:: EXERCISE GOAL ::
Look through the data for the string "parked". Copy every line where it is found.

++++ INFORMATION ++++

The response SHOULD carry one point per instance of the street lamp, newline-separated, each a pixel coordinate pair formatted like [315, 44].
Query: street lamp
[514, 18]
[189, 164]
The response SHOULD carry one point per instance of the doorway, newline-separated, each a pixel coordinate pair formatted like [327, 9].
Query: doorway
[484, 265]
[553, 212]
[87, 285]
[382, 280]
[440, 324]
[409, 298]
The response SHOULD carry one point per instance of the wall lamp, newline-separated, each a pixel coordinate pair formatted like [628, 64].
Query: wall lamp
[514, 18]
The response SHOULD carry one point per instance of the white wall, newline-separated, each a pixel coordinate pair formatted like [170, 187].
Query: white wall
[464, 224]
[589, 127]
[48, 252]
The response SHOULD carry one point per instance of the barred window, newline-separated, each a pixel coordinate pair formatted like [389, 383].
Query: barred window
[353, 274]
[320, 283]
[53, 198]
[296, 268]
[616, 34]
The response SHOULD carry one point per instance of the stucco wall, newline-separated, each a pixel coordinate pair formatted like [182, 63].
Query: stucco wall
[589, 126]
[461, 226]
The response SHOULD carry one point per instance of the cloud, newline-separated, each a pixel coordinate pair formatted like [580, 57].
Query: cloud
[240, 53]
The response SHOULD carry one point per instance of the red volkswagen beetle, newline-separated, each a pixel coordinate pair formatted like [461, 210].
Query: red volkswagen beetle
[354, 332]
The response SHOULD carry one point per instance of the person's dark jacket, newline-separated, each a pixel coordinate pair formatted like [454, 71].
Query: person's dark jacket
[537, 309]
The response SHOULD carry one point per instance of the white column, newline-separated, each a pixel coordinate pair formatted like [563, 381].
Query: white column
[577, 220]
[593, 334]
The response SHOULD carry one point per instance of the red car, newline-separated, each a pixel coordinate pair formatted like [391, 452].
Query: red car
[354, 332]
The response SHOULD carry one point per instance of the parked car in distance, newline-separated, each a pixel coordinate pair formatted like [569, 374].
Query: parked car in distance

++++

:: RESULT OF THIS TASK ::
The response SHOULD carry one point per instance of the parked car in distance, newline-separated, each a pixel coordinate pair formatted like [569, 374].
Query: parked car in distance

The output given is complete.